Carol and her late husband, Ran Ricks, Jr., helped the state of Oklahoma start pari-mutuel racing. “My husband Ran, in about 1981, said, `I think Oklahoma is going to have pari-mutuels,” Carol said. “We owned this land, 35 miles north of Oklahoma City, and he said he’d like to have a horse farm. I said, `Okay.’ We moved into our home here in 1983.’”

Remington Park, built by Edward DeBartolo Sr., opened on Sept. 1st, 1988. Such was Ricks Jr.’s involvement, that the track named its annual award for owners the Ran Ricks Jr. Memorial Award.

Initially, the Ricks invested in Oklahoma-breds. “We had to change our philosophy,” Carol said. “We started going to Kentucky.”

Steve Hobby became their trainer. “One day, my grandson and my trainer called and said they’d like me to buy a Woodman filly,” Carol said. “I said, `I couldn’t afford her.’”

WRITTEN EXERCISE 1: Set down the Oklahoma racing passage word for word, beginning at "Carol and her" and stopping after "Jr. Memorial Award.".
WRITTEN EXERCISE 2: Decide whether each statement agrees with the Oklahoma racing passage, answering yes or no and quoting the words that settle it: (a) Remington Park opened in 1988. (b) The Ricks moved into their home in 1981. (c) At first, the Ricks invested in Kentucky-breds.
The listing that comes next is separate material, unrelated to the Oklahoma racing passage.

DATASET ENTRIES:
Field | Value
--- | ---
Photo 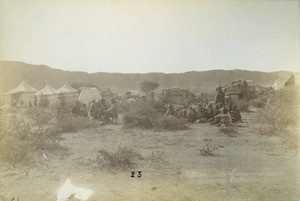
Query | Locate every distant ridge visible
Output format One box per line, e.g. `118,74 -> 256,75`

0,61 -> 300,94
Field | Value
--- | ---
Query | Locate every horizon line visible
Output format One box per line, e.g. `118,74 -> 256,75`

0,60 -> 300,74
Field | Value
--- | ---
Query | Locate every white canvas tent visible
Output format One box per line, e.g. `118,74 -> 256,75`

2,81 -> 37,107
78,87 -> 102,105
57,84 -> 78,107
34,84 -> 58,107
57,84 -> 78,94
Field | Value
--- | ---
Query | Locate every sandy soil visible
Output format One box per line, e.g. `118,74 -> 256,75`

0,110 -> 300,201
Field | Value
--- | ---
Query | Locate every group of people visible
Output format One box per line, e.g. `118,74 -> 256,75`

72,98 -> 118,123
166,86 -> 242,126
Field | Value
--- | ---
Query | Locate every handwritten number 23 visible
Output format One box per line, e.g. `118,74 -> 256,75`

131,171 -> 142,178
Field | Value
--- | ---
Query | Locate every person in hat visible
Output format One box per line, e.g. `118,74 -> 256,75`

104,98 -> 118,123
218,107 -> 232,126
215,85 -> 225,105
230,105 -> 243,123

COMPLETE RESPONSE 1:
Carol and her late husband, Ran Ricks, Jr., helped the state of Oklahoma start pari-mutuel racing. “My husband Ran, in about 1981, said, `I think Oklahoma is going to have pari-mutuels,” Carol said. “We owned this land, 35 miles north of Oklahoma City, and he said he’d like to have a horse farm. I said, `Okay.’ We moved into our home here in 1983.’”

Remington Park, built by Edward DeBartolo Sr., opened on Sept. 1st, 1988. Such was Ricks Jr.’s involvement, that the track named its annual award for owners the Ran Ricks Jr. Memorial Award.

COMPLETE RESPONSE 2:
(a) Yes: "opened on Sept. 1st, 1988."
(b) No: "We moved into our home here in 1983."
(c) No: "Initially, the Ricks invested in Oklahoma-breds."